» Exercise goal:
Copy out the part of the entries below that opens with the line containing "Where can the stair" and closes with the line containing "pixel 329 199", keeping both of those lines.

» Exercise material:
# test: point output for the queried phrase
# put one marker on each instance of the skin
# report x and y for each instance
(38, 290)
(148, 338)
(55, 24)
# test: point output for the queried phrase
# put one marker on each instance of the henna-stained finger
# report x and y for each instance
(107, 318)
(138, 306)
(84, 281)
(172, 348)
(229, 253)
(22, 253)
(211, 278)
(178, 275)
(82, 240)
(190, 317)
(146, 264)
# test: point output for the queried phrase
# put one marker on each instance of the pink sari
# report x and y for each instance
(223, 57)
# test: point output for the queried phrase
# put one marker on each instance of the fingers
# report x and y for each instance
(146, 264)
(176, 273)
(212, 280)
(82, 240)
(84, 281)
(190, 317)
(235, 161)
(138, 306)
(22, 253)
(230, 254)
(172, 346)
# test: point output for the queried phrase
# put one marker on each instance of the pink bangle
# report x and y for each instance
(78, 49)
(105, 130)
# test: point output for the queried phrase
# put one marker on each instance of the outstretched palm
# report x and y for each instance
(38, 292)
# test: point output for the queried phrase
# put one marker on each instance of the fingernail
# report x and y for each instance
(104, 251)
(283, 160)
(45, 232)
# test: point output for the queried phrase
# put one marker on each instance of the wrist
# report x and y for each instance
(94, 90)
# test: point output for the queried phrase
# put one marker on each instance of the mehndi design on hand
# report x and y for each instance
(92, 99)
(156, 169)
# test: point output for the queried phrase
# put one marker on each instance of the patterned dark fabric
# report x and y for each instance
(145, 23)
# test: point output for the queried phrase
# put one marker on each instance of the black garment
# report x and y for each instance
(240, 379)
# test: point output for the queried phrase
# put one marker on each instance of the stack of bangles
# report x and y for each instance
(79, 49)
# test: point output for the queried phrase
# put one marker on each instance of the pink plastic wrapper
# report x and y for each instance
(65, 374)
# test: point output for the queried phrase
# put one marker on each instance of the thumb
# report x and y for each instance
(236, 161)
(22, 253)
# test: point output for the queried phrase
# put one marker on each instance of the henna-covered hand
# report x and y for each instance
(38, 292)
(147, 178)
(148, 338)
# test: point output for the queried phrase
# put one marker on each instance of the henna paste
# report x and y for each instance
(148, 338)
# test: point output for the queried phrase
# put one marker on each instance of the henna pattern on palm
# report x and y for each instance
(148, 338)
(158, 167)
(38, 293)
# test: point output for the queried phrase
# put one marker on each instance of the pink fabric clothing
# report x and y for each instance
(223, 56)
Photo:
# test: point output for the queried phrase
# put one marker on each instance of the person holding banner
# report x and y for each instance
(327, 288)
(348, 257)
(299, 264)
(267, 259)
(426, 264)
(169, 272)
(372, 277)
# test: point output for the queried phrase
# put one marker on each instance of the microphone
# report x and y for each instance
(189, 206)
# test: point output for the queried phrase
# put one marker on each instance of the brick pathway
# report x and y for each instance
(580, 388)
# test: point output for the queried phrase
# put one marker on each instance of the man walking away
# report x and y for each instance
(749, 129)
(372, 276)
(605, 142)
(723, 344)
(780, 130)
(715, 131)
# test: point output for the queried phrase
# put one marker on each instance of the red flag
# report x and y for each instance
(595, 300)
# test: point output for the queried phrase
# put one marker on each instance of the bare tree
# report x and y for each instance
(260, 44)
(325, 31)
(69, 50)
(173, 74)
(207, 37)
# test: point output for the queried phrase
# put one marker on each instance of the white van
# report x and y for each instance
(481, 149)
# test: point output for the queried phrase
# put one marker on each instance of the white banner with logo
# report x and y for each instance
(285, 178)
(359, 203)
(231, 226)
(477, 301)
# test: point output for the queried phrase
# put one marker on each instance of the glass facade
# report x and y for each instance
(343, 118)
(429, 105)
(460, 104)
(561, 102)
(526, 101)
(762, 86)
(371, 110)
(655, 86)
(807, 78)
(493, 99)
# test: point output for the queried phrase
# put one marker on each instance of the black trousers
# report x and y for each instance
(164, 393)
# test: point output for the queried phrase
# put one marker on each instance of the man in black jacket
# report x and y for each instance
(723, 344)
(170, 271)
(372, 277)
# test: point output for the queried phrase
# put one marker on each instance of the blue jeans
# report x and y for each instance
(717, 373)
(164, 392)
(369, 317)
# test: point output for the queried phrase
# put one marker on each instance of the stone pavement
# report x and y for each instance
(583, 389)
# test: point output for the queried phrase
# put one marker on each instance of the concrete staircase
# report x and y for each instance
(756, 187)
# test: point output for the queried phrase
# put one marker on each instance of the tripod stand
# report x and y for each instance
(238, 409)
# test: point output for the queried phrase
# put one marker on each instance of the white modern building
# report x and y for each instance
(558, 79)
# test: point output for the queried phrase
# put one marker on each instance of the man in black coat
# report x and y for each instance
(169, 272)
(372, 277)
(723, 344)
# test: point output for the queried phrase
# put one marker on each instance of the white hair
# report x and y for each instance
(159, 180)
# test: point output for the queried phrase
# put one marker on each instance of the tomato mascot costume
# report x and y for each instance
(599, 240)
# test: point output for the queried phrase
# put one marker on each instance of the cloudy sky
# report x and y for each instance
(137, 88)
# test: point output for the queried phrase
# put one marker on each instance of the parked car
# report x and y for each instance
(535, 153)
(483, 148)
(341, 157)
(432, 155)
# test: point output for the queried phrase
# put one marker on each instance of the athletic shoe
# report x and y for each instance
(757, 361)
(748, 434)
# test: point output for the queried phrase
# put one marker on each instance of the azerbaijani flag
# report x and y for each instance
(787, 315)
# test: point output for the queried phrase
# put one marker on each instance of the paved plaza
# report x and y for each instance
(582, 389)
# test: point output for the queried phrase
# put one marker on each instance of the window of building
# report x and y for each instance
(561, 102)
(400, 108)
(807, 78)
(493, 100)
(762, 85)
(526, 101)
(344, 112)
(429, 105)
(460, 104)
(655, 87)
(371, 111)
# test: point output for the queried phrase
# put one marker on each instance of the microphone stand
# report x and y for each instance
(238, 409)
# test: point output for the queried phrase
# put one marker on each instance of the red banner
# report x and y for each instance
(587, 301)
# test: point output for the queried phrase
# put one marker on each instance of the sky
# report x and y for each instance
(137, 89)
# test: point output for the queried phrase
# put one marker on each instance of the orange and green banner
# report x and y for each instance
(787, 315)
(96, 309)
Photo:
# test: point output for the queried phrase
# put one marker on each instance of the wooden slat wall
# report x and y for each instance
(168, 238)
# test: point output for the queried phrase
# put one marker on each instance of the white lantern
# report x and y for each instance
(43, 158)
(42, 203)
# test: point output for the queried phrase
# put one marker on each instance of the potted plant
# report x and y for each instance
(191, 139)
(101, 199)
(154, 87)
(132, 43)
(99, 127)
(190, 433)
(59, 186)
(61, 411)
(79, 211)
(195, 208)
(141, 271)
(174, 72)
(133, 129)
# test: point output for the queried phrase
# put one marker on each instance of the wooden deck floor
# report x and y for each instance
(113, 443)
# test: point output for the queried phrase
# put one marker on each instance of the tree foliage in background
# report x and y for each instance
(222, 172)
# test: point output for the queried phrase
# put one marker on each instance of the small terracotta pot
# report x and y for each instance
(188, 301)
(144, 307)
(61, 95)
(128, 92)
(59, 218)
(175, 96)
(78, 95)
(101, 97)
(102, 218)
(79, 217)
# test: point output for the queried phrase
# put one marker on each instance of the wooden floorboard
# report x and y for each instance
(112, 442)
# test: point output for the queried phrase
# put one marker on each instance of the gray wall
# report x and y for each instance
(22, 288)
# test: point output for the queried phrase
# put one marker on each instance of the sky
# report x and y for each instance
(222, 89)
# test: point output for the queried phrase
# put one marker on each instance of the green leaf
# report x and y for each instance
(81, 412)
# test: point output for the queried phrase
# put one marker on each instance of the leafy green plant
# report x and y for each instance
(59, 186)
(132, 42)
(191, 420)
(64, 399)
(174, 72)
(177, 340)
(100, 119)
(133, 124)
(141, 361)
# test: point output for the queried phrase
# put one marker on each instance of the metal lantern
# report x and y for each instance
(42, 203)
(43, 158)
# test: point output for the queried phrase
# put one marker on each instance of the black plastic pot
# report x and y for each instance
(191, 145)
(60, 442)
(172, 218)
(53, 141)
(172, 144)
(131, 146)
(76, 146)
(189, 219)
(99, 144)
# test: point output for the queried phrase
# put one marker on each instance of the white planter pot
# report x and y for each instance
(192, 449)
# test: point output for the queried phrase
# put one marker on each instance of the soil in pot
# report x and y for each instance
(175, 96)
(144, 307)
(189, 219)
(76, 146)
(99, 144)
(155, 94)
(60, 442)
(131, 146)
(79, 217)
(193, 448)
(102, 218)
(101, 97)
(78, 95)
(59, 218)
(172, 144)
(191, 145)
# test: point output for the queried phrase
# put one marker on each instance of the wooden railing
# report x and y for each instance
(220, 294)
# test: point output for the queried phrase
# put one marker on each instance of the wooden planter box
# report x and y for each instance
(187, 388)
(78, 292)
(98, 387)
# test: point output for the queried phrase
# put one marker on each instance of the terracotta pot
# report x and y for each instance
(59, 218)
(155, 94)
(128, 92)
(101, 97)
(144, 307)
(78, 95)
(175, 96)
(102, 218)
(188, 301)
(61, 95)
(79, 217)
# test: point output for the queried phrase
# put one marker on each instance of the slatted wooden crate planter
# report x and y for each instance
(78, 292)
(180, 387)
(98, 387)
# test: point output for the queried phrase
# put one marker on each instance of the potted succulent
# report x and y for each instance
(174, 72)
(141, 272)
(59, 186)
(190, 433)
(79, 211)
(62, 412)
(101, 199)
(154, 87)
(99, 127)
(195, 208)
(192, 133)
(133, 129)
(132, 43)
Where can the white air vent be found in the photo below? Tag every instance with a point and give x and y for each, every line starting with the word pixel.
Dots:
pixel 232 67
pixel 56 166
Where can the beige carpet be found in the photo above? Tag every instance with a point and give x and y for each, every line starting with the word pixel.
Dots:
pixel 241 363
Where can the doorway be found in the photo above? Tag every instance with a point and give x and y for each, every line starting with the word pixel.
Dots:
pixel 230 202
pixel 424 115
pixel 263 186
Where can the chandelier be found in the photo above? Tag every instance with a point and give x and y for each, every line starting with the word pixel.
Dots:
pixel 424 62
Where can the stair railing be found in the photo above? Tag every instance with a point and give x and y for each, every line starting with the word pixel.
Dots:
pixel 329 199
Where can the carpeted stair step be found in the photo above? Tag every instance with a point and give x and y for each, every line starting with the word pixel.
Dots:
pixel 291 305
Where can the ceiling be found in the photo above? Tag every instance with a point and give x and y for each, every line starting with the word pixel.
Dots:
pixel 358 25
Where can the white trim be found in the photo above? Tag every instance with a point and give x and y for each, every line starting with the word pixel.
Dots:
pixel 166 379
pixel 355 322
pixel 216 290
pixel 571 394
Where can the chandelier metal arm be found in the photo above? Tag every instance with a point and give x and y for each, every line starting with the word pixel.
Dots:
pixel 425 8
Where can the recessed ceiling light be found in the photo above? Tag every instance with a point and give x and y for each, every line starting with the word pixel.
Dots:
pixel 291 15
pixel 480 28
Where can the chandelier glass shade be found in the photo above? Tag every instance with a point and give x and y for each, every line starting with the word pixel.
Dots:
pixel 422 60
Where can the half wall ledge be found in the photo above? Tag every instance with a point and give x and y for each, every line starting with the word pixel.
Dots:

» Task output:
Where can the stair railing be found in the photo above? Tag every instance with a point and give x and y for each, every line starting with the word pixel.
Dots:
pixel 329 199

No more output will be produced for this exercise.